● REQUIRED TASK
In the thread on training a deer, what fee does the poster from Ohio give for a pet deer permit?

● TEXT SHOWN

━━━━━━━━━━━━━━━━━━━━━━━━━━━━━━

# training a deer



## tri-county deer farm (Dec 27, 2009)

just cannot get him off the couch,he's learning to be lazy like the dog.


----------



## SouthernBredRacing55 (Dec 27, 2009)

put a tag on him take him when u hunt as a live decoy haha


----------



## wvdawg (Dec 27, 2009)

So that's why I haven't been seeing any lately in the woods!


----------



## SneekEE (Dec 27, 2009)

We had one once, they turn into dogs. Ours was raised with a basset hound. She would run rabbits with the dog, and she even liked to ride in the back of the truck.I would have to put her in the house when I left for work or she would chase me.It is better that she likes the couch over your lap. Having a 120 pound doe try to get in your lap while watching tv is uncomfortable.


----------



## hogtrap44 (Dec 27, 2009)

L.I.B, don't that just take the cake.


----------



## 24point (Dec 28, 2009)

I would like to get a doe for a pet. How do I do that legally. I know nothing about it


----------



## huntindawg (Dec 28, 2009)

24point said:


> I would like to get a doe for a pet. How do I do that legally. I know nothing about it



You don't


----------



## tri-county deer farm (Dec 28, 2009)

*legal pet deer*

in ohio it is very simple to get pet deer...put up an 8 foot game fence and call game warden,he comes out and checks to see if wild deer can get in or tame deer can get out.pay the $25.00 fee for pet deer permit or $40.00 fee for breeding permit to breed deer to sell...then buy a deer or two from a deer farm.some deer are not cheap,some deer are not tame,deer here are pretty tame.they love treats.
  my fenced in area is 660 feet and i am ready to add a 440 foot pen on the back.i have 8 deer,5 adult does,1 doe fawn and 2 buck fawns...
  check game laws for a permit in your state,there are deer farms everywhere in the USA...


----------



## Hammack (Dec 28, 2009)

━━━━━━━━━━━━━━━━━━━━━━━━━━━━━━

● RECORDS
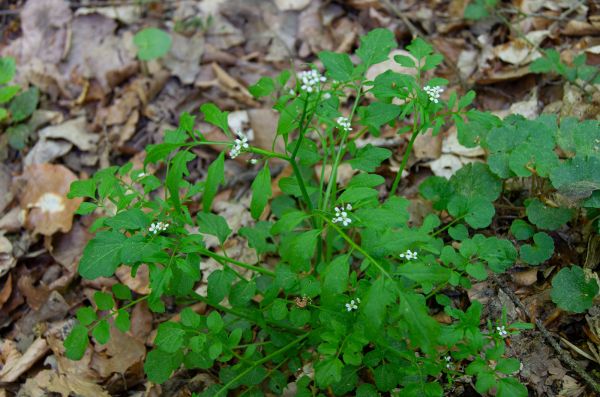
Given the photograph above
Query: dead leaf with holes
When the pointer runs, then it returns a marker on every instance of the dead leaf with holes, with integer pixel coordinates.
(44, 198)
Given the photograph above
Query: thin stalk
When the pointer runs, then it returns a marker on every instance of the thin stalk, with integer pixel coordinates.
(287, 347)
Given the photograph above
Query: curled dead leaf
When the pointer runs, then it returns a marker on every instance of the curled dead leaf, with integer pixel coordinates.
(44, 197)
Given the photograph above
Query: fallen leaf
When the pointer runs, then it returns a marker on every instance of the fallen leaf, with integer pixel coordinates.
(18, 364)
(45, 198)
(48, 381)
(74, 131)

━━━━━━━━━━━━━━━━━━━━━━━━━━━━━━

● COMPLETE OUTPUT
$25.00